> [WRITTEN TASK]
Reproduce the lines verbatim, starting at the line that contains "drawmask --target open" and ending at the final line.

"""

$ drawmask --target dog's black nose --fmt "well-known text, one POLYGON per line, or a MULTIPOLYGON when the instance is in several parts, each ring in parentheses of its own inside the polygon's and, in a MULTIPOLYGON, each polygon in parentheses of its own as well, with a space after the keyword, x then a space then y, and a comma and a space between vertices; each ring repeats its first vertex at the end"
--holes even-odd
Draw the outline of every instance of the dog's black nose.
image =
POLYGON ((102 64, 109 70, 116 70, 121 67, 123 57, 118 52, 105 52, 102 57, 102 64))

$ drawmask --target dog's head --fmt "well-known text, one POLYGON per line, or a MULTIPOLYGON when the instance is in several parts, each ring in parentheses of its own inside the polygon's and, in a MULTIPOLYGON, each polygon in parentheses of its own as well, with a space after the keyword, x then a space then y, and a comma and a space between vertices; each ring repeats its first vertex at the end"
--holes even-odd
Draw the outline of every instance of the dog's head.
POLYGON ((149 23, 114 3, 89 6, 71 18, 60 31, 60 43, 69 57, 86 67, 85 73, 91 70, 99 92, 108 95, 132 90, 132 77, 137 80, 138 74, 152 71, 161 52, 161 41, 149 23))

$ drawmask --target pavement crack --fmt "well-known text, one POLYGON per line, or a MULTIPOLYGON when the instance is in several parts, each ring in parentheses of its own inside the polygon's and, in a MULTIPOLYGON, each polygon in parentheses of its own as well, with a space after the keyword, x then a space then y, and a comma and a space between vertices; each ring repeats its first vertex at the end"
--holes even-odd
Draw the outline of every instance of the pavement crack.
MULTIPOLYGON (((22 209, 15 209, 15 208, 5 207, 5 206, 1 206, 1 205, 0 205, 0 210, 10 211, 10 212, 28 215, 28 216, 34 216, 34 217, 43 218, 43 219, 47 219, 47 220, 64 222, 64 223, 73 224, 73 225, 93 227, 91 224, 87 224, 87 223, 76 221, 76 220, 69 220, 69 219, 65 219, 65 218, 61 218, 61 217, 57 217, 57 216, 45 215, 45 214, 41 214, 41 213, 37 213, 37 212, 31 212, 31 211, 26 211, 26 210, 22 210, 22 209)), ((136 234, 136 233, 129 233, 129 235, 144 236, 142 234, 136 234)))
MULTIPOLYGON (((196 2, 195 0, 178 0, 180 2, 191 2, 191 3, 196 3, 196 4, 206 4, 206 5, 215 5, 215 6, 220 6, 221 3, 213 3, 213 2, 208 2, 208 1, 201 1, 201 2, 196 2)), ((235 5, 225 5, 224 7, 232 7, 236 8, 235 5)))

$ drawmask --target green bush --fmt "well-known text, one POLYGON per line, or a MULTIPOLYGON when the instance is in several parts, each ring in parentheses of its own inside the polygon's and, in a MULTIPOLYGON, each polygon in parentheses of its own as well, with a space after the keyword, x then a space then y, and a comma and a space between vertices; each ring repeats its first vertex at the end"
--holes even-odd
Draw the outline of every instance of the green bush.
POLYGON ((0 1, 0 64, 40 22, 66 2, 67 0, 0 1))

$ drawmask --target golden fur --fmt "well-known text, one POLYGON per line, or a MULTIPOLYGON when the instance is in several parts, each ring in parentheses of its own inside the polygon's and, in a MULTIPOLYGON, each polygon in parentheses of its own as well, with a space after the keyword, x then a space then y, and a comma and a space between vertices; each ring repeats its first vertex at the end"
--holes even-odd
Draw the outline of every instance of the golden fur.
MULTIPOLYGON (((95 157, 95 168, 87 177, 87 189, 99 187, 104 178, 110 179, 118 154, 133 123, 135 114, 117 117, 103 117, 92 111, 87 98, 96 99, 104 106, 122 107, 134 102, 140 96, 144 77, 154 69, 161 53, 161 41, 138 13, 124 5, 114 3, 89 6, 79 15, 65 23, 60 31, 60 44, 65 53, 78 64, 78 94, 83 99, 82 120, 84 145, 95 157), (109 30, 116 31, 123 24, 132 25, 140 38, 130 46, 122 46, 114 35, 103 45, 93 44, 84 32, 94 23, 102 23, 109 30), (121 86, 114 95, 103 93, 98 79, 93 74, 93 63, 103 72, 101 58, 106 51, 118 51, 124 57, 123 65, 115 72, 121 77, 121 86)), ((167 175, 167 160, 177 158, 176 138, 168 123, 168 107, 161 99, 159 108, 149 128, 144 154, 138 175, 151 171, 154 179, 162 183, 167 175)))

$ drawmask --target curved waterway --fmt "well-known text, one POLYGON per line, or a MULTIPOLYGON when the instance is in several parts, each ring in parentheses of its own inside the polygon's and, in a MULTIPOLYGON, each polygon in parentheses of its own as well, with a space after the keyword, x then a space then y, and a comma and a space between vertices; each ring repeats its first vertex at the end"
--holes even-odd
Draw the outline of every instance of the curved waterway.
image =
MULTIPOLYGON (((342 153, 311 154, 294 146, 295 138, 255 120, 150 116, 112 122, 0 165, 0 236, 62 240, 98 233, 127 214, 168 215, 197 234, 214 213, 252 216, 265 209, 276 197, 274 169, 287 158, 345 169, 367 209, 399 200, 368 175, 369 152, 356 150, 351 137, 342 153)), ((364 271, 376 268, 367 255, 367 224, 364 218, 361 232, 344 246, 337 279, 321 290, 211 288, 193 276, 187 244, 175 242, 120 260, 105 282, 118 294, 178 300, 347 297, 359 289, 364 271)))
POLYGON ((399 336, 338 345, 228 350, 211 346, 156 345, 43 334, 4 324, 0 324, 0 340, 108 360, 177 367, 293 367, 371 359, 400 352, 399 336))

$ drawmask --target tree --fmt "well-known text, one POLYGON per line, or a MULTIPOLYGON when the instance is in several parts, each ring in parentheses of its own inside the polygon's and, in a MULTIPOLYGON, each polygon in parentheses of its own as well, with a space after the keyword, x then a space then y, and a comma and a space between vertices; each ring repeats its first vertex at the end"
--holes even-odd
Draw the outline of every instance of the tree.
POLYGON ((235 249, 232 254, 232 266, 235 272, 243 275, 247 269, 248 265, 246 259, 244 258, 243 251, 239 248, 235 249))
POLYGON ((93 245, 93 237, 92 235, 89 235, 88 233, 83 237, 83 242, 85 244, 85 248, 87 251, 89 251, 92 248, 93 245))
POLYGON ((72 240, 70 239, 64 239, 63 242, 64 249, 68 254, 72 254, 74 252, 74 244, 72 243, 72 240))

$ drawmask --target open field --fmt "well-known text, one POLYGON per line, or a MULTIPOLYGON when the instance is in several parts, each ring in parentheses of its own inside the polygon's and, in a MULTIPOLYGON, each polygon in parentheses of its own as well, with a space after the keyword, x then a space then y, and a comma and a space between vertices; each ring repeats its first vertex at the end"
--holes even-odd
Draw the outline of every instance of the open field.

"""

> [THE COMPLETED TASK]
$ drawmask --target open field --fmt "well-known text, one POLYGON per line, or a MULTIPOLYGON when the instance is in several parts, each ring in parentheses of its own inside the polygon's and, in a MULTIPOLYGON, each polygon in parentheses of its own as well, with a space after the keyword, x then a space then y, and a comma and a space between vertices; each ring repeats its first vertex at the end"
--holes even-odd
Draw the outline of every instance of the open field.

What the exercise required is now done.